Tugas Dikerjakan:
1. Sebutkan semua larangan Islam yang tercantum dalam poin-poin bernomor pada teks tentang kuburan.
2. Menurut teks tentang kuburan, dari siapa hadits tentang duduk di atas bara api diriwayatkan?
3. Teruskan teks tentang kuburan mulai dari kalimat terakhirnya.

Teks Sumber:

▬▬▬▬▬▬

Al-Mundziri menilai sanad hadits ini jayyid (baik).[2] Syaikh al-Albani
menyatakan hadits ini shahîh.[3]
2. Islam melarang berjalan di atas kuburan.
Dalilnya antara lain adalah hadits ‘Uqbah bin ‘Amir Radhiyallahu anhu tersebut di atas.
3. Islam melarang duduk di atas kuburan.
Rasûlullâh Shallallahu ‘alaihi wa sallam mengingatkan :
لأَنْ يَجْلِسَ أَحَدُكُمْ عَلَى جَمْرَةٍ فَتُحْرِقَ ثِيَابَهُ
فَتَخْلُصَ إِلَى جِلْدِهِ؛ خَيْرٌلَهُ مِنْ أَنْ يَجْلِسَ عَلَى قَبْرٍ
Lebih baik salah seorang dari kalian duduk di atas bara api hingga
membakar baju dan kulitnya; daripada duduk di atas kuburan. [HR Muslim,
VII/41 no. 245; dari Abu Hurairah Radhiyallahu anhu].
4. Islam melarang mengenakan sandal di pekuburan.
Basyir Radhiyallahu anhu hamba sahaya Rasûlullâh Shallallahu ‘alaihi wa
sallam bercerita bahwa suatu saat beliau melihat seseorang berjalan di
pekuburan sambil mengenakan sandal. Maka beliaupun bersabda,
يَاصَاحِبَ السِّبْتِيَّتَيْنِ وَيْحَكَ! أَلْقِ سِبْتِيَّتَيْكَ
Wahai si pemakai sandal, celaka engkau. Lepaskan kedua
sandalmu!”.[HR. Abu Dawud (III/360 no. 3230) dan isnadnya dinyatakan
shahîh oleh al-Hakim[4] dan al-Albani][5].
5. Islam melarang mematahkan tulang mayit.
Nabiyullâh Shallallahu ‘alaihi wa sallam menjelaskan :
كَسْرُ عَظْمِ الْمَيِّتِ كَكَسْرِهِ حَيًّا
Mematahkan tulang mayit mukmin seperti mematahkannya di saat ia masih
hidup”.[HR. Ahmad (41/58 no. 24739) dari ‘Aisyah Radhiyallahu anhuma
dan dinilai shahîh oleh Ibn Hibban[6] serta al-Albani][7].
6. Islam membolehkan meletakkan tanda di atas kuburan.
Hal itu dalam rangka menandai bahwa tempat tersebut adalah kuburan,
sehingga mudah diketahui saat akan berziarah. Juga tidak dilangkahi atau
diduduki.

▬▬▬▬▬▬

Data Hasil Ekstraksi:

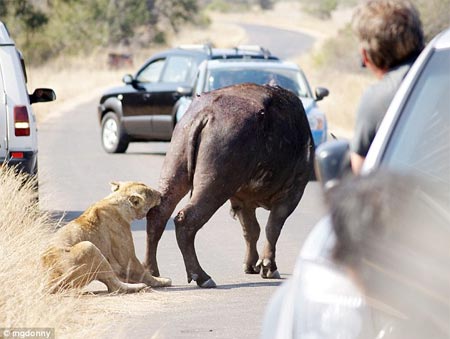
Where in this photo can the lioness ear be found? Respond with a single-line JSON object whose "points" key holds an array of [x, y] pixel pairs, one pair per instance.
{"points": [[114, 185], [135, 200]]}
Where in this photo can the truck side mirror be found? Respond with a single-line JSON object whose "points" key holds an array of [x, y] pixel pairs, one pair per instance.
{"points": [[332, 162], [42, 95]]}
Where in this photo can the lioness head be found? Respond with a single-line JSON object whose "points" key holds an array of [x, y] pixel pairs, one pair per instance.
{"points": [[140, 196]]}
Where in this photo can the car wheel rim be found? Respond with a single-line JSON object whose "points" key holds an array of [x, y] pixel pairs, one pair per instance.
{"points": [[110, 133]]}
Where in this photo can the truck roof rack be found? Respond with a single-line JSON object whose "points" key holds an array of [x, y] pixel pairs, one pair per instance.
{"points": [[198, 47], [264, 52]]}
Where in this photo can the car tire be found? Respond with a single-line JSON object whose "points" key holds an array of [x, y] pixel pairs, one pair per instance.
{"points": [[114, 138]]}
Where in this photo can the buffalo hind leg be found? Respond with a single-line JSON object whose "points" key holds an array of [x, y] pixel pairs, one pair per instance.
{"points": [[277, 217], [187, 223], [251, 231]]}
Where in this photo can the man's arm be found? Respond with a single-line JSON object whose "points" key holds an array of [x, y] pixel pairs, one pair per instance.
{"points": [[356, 161]]}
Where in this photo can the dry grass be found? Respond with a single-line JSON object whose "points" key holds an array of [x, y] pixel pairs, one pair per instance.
{"points": [[24, 297]]}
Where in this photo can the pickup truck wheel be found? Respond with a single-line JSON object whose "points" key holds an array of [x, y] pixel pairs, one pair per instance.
{"points": [[114, 139]]}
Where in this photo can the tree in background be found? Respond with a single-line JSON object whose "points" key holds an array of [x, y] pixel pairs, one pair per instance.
{"points": [[44, 29]]}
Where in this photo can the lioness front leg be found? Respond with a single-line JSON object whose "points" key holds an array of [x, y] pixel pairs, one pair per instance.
{"points": [[136, 272]]}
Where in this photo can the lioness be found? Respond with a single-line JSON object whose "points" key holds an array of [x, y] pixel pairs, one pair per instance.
{"points": [[98, 245]]}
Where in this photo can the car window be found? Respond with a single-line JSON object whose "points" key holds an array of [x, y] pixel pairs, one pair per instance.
{"points": [[179, 68], [152, 72], [420, 142]]}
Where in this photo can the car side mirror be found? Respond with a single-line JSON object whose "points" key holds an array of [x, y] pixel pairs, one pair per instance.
{"points": [[42, 95], [321, 92], [184, 91], [332, 162], [128, 79]]}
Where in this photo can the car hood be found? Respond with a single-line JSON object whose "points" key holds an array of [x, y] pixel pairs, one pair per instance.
{"points": [[308, 104]]}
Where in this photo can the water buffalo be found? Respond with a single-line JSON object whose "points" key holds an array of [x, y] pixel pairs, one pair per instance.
{"points": [[247, 143]]}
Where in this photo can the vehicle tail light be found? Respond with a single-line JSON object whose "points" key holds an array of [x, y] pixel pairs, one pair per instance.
{"points": [[16, 155], [21, 121]]}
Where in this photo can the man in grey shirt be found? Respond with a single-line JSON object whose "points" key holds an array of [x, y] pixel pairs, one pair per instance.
{"points": [[390, 37]]}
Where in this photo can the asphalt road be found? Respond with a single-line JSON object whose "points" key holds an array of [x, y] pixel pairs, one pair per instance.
{"points": [[75, 172]]}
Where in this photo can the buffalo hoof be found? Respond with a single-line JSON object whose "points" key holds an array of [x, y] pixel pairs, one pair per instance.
{"points": [[251, 269], [271, 275], [207, 284], [267, 272]]}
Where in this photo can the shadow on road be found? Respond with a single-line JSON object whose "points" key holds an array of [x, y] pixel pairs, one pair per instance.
{"points": [[64, 217], [265, 283], [141, 225]]}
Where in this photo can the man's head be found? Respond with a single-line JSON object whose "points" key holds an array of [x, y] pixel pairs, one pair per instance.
{"points": [[389, 31]]}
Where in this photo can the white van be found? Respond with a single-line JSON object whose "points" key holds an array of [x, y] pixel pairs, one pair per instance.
{"points": [[18, 139]]}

▬▬▬▬▬▬

Jawaban Berurutan:
1. Berjalan di atas kuburan, duduk di atas kuburan, mengenakan sandal di pekuburan, dan mematahkan tulang mayit.

2. Dari Abu Hurairah Radhiyallahu anhu.

3.
Anas bin Malik Radhiyallahu anhu menuturkan :
أَنَّ رَسُوْلَ اللهِ صَلَّى اللهُ عَلَيْهِ وَسَلَّمَ أَعْلَمَ قَبْرَ عُثْمَانَ بْنِ مَظْعُوْنٍ بِصَخْرَةٍ
Sesungguhnya Rasûlullâh Shallallahu ‘alaihi wa sallam menandai
kuburan ‘Utsman bin Mazh’un dengan batu. [HR Ibnu Majah, II/152 no.
1583; dan isnadnya dinyatakan hasan oleh al-Bushiri[8] juga Ibnu
Hajar][9].
.
.
Inilah kadar tanda yang dibenarkan oleh agama kita. Adapun menandai
kuburan dengan bangunan, apapun bentuknya, entah sekedar bangunan
persegi panjang atau hingga kubah, maka hal itu terlarang. Sebagaimana
akan dijelaskan kemudian.
Jika dicermati dengan baik, berbagai aturan tersebut di atas,
mengarah kepada penghormatan terhadap kuburan dan ahli kubur, namun
tidak beraroma pengkultusan. Sehingga akidah umat tetap terjaga
kemurniannya. Inilah salah satu keindahan ajaran Islam. Amat
proporsional!
Adapun segala sikap yang menjurus kepada pengkultusan kuburan atau
ahli kubur dan bisa menodai akidah umat, maka pintu tersebut ditutup
rapat-rapat oleh agama kita. Walaupun berdalihkan penghormatan.
Misalnya:
1. Shalat menghadap kuburan.
Rasûlullâh Shallallahu ‘alaihi wa sallam mewanti-wanti:
لَاتَجْلِسُوا عَلَى الْقُبُورِ وَلَاتُصَلُّوا إِلَيْهَا
Janganlah kalian duduk di atas kuburan dan jangan pula shalat
menghadapnya. [HR Muslim, II/668 no. 972; dari Abu Martsad Radhiyallahu
anhu].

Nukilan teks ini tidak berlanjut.